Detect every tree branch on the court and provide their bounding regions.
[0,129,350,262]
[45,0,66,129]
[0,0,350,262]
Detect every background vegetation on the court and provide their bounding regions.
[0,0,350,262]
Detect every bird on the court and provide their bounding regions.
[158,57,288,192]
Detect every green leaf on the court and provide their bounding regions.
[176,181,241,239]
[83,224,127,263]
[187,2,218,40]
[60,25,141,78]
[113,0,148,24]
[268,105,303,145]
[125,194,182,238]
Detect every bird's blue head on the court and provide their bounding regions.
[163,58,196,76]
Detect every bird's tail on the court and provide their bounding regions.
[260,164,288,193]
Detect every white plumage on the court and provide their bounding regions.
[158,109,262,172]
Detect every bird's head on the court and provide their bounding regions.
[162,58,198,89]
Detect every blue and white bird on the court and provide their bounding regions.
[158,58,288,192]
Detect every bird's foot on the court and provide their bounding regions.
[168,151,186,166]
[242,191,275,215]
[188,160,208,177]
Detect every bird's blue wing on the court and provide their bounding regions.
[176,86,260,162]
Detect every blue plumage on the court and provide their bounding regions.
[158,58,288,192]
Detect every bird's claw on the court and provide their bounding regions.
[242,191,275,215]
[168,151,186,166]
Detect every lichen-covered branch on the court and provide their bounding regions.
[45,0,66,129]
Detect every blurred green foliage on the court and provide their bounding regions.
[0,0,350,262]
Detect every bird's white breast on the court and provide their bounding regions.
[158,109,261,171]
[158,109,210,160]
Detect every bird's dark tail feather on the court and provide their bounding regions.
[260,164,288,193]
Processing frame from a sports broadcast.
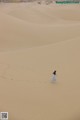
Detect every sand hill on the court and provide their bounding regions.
[0,3,80,120]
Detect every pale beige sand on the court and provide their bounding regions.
[0,3,80,120]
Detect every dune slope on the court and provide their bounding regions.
[0,3,80,120]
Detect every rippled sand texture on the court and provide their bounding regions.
[0,3,80,120]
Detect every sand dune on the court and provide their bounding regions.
[0,3,80,120]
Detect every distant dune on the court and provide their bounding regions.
[0,2,80,120]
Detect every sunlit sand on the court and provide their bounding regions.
[0,3,80,120]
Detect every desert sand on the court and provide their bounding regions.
[0,3,80,120]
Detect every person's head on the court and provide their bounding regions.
[53,70,56,75]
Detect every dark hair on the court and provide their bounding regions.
[53,70,56,75]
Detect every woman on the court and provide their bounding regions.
[51,70,56,82]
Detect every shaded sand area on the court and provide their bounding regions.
[0,3,80,120]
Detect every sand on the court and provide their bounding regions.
[0,3,80,120]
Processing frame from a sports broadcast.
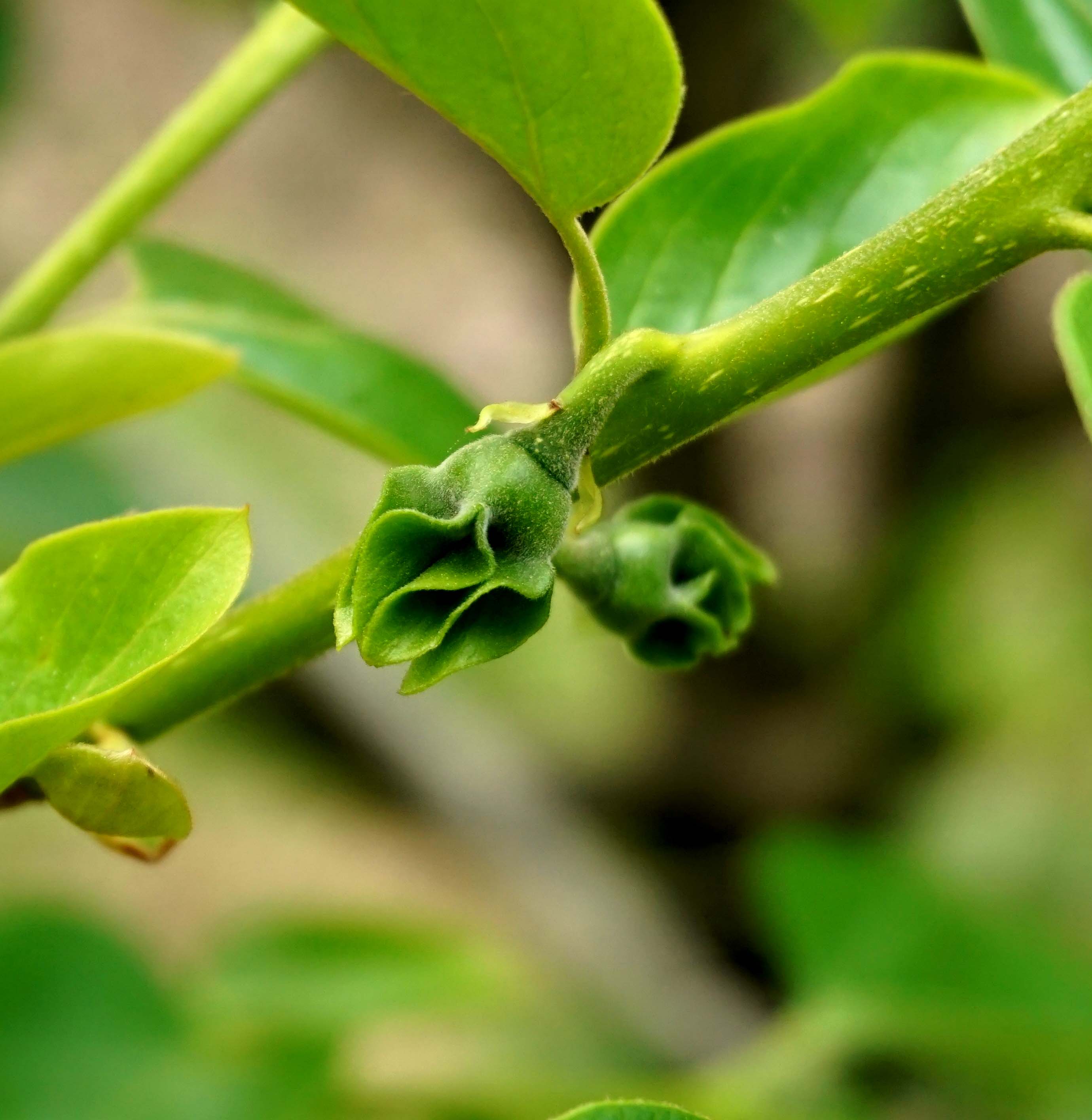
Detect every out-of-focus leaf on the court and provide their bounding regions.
[591,54,1056,483]
[0,328,236,463]
[121,241,477,464]
[0,908,179,1120]
[280,0,682,225]
[0,510,250,790]
[961,0,1092,93]
[756,832,1092,1080]
[1054,272,1092,438]
[202,919,505,1036]
[34,731,193,840]
[0,907,335,1120]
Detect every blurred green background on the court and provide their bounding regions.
[0,0,1092,1120]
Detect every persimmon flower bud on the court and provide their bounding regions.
[554,494,776,669]
[334,436,573,693]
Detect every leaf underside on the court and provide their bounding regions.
[285,0,682,225]
[119,240,477,464]
[591,54,1056,483]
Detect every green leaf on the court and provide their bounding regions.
[0,510,250,790]
[1054,272,1092,438]
[32,729,193,840]
[591,54,1056,483]
[793,0,903,50]
[201,918,506,1036]
[0,327,236,463]
[282,0,682,225]
[961,0,1092,93]
[122,241,477,465]
[755,831,1092,1077]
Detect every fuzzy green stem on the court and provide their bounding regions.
[109,548,353,743]
[592,79,1092,485]
[558,218,610,370]
[0,3,330,338]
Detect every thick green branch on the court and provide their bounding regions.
[81,76,1092,740]
[591,79,1092,484]
[109,548,353,743]
[0,4,330,338]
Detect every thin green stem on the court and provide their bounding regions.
[592,79,1092,485]
[109,548,353,743]
[558,218,610,370]
[0,3,330,338]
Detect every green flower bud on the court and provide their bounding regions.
[334,436,573,693]
[554,494,776,669]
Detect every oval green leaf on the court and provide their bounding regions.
[1054,272,1092,439]
[285,0,682,225]
[0,327,236,463]
[0,510,250,790]
[591,54,1056,483]
[121,241,477,465]
[961,0,1092,93]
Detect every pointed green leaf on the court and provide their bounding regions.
[0,327,236,463]
[755,830,1092,1078]
[285,0,682,225]
[34,729,193,840]
[0,510,250,790]
[961,0,1092,93]
[121,241,477,464]
[1054,272,1092,438]
[592,54,1056,483]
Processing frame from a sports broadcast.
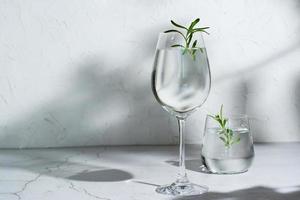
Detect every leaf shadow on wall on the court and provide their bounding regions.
[0,25,176,148]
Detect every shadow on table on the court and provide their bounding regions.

REQUIRED WORK | Set out every line of the entries above as a numbered list, skipping blank lines and leaving the pictures out.

SOLUTION TO THIS TASK |
1. Detect every tree branch on the court and provide their bounding regions.
2. [0,129,350,262]
3. [45,0,66,129]
4. [0,0,350,262]
5. Detect every background vegetation on the court and provide their bounding regions.
6. [0,0,350,262]
7. Detect every bird on the court and provide their bounding regions.
8. [158,57,288,192]
9. Detect every green leaf on the court and provide their bounding regions.
10. [176,181,241,239]
11. [83,224,127,263]
12. [187,2,218,40]
13. [60,25,141,78]
14. [113,0,148,24]
15. [268,105,303,145]
16. [125,194,182,238]
17. Detect every bird's blue head on the court and provide their bounding regions.
18. [163,58,196,76]
19. Detect every bird's tail on the court and provide their bounding regions.
20. [260,164,288,193]
21. Detect every white plumage on the court and provide their bounding regions.
22. [158,109,262,172]
23. Detect every bird's head on the court and provide their bounding regions.
24. [162,58,198,89]
25. Detect every blue and white bird on the court and provide their bounding regions.
26. [158,58,288,192]
27. Detect every bird's foot on the court and provide their bounding regions.
28. [168,151,186,166]
29. [242,191,275,215]
30. [188,160,208,177]
31. Detect every bird's blue wing on the court and provide their bounding regions.
32. [176,86,260,162]
33. Detect every blue plumage on the court and provide their bounding regions.
34. [158,58,288,192]
35. Detect every bird's claw on the court and provide their bounding regions.
36. [242,191,275,215]
37. [168,151,186,166]
38. Detect every lichen-covered branch on the court and provide their bounding regions.
39. [45,0,66,129]
40. Detect every blurred green foliage on the court and provide their bounding regions.
41. [0,0,350,262]
42. Detect every bird's white breast on the court and provide their bounding regions.
43. [158,109,261,171]
44. [158,109,210,160]
45. Detect every bird's dark tail feather on the court and provide their bounding regions.
46. [260,164,288,193]
47. Processing frame from a sports broadcast.
48. Detect every sand hill on the court and provide their bounding regions.
49. [0,3,80,120]
50. Detect every pale beige sand on the court and provide their bounding regions.
51. [0,3,80,120]
52. Detect every dune slope on the court and provide their bounding regions.
53. [0,3,80,120]
54. Detect every rippled sand texture on the court and provide their bounding regions.
55. [0,3,80,120]
56. Detect every sand dune on the court and provide their bounding regions.
57. [0,3,80,120]
58. Detect every distant dune on the court and provide their bounding regions.
59. [0,2,80,120]
60. Detect every sunlit sand on the court and provide their bounding regions.
61. [0,3,80,120]
62. Detect every desert sand on the court and provide their bounding regions.
63. [0,3,80,120]
64. Detect every person's head on the court and provide their bounding regions.
65. [53,70,56,75]
66. Detect every dark hair on the court and provide their bounding regions.
67. [53,70,56,75]
68. Detect every woman on the court and provide their bounding regions.
69. [51,70,56,82]
70. Detect every shaded sand area on the court and provide their bounding regions.
71. [0,3,80,120]
72. Detect every sand on the court and provide their bounding regions.
73. [0,3,80,120]
74. Processing frame from a sports broadcast.
75. Detect every out-of-focus leaf on the court and provide their bounding regions.
76. [591,54,1056,483]
77. [0,328,236,463]
78. [121,241,477,464]
79. [0,908,179,1120]
80. [280,0,682,225]
81. [0,510,250,790]
82. [961,0,1092,93]
83. [756,832,1092,1080]
84. [1054,272,1092,438]
85. [202,919,505,1036]
86. [34,731,193,840]
87. [0,907,335,1120]
88. Detect every blurred green background on the court and provide their bounding regions.
89. [0,0,1092,1120]
90. Detect every persimmon flower bud on the court and provide their bounding regions.
91. [554,494,776,669]
92. [334,436,573,693]
93. Detect every leaf underside on the court and provide their bounding regions.
94. [285,0,682,225]
95. [119,240,477,464]
96. [591,54,1056,483]
97. Detect every green leaf on the court and provide their bounding regions.
98. [0,510,250,790]
99. [1054,272,1092,438]
100. [32,729,193,840]
101. [591,54,1056,483]
102. [793,0,903,50]
103. [201,918,506,1036]
104. [0,327,236,463]
105. [282,0,682,225]
106. [961,0,1092,93]
107. [122,241,477,465]
108. [755,831,1092,1077]
109. Detect every fuzzy green stem on the court and provide their bounding regions.
110. [109,548,353,743]
111. [592,79,1092,485]
112. [558,218,610,370]
113. [0,3,330,338]
114. Detect every thick green branch on the court and provide their bounding regions.
115. [81,76,1092,740]
116. [591,79,1092,484]
117. [109,548,353,743]
118. [0,4,330,338]
119. Detect every thin green stem on the court and provide their bounding regions.
120. [592,79,1092,485]
121. [109,548,353,743]
122. [558,218,610,370]
123. [0,3,330,338]
124. Detect every green flower bud on the court and provide their bounding regions.
125. [334,436,573,693]
126. [554,494,776,669]
127. Detect every oval green leaf on the court and provide their bounding regions.
128. [1054,272,1092,439]
129. [285,0,682,225]
130. [0,327,236,463]
131. [0,510,250,790]
132. [591,54,1056,483]
133. [121,241,477,465]
134. [961,0,1092,93]
135. Detect every pointed green leaf on the court and provide their bounding regions.
136. [0,327,236,463]
137. [755,830,1092,1078]
138. [285,0,682,225]
139. [34,729,193,840]
140. [0,510,250,790]
141. [961,0,1092,93]
142. [121,241,477,464]
143. [1054,272,1092,438]
144. [592,54,1056,483]
145. Processing frame from a sports broadcast.
146. Detect every leaf shadow on wall on the court and provide their bounding regions.
147. [0,25,176,148]
148. Detect every shadow on table on the court and provide their bounding regions.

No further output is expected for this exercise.